— Start Data section —
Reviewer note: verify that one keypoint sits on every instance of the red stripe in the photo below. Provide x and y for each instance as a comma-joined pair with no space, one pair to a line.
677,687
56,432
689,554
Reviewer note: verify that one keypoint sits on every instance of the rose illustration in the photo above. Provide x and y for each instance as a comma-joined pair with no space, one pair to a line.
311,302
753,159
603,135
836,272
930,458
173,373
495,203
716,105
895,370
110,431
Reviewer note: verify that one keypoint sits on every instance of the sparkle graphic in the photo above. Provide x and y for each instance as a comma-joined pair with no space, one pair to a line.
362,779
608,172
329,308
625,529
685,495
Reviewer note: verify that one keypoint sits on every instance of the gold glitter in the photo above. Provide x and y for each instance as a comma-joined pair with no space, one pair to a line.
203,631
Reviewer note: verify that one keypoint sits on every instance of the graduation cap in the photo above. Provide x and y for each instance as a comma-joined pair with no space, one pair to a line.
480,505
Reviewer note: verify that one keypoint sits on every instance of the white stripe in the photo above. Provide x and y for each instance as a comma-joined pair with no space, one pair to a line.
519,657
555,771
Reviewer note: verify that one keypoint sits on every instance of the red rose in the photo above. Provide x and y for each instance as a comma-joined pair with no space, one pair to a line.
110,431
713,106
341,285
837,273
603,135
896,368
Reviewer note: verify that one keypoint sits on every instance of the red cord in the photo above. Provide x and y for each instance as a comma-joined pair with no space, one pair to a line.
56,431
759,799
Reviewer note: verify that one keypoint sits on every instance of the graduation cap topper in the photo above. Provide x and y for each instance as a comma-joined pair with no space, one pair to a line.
— End Data section —
• **Stated problem**
Please repeat the listing exactly, with nothing left out.

• **Task solution**
Reviewer note: verify that one keypoint sits on every instance of the red stripe in the photo below. Provide x and y for each instance as a comma-joined pair with no space, one pair to a line.
677,687
56,432
689,554
Reviewer note: verify that one keypoint sits on every instance of the rose illustration in the photo above. Provide x and y for each instance as a comma-joined pair with no space, one pair to a line.
311,302
753,159
603,135
836,272
930,458
173,373
495,203
716,105
895,370
110,431
Reviewer note: verify that one keypoint sits on every instance of the sparkle graphic in the photo above. Provide x and y for each instance as a comma-joined pair with no space, one pair to a line.
362,779
608,172
329,308
625,529
685,495
Reviewer note: verify that one keypoint sits on every instance of the gold glitter in the photo above. Provide x and y for each instance as a comma-joined pair with no space, one pair to a line.
203,631
Reviewer note: verify that one keypoint sits on every instance of the graduation cap in the photo above. Provide x and y for each instance as a comma-joined pair with no space, one pair to a line.
480,505
Reviewer note: verify that one keypoint sits on every instance of the white stripe in the photo above. Provide x and y for each instance as a comma-joined pair with no space, one pair to a line.
519,657
555,771
Reviewer note: verify that one keypoint sits on every instance of the red rose in the photo above. Provide x and y for each instance as a comma-joined pair with no space, one pair to a line.
110,431
713,106
341,285
837,273
603,135
896,368
Reviewer note: verify that one keypoint sits on every instance of the red cord in the photo above. Provide x and y for each instance as a comma-joined pair with no space, one pair to a line.
56,431
759,799
Reviewer note: verify that one keypoint sits on every instance of the graduation cap topper in the photo above. Provide x and y for each instance as a comma-joined pair with no space, one pair to a line.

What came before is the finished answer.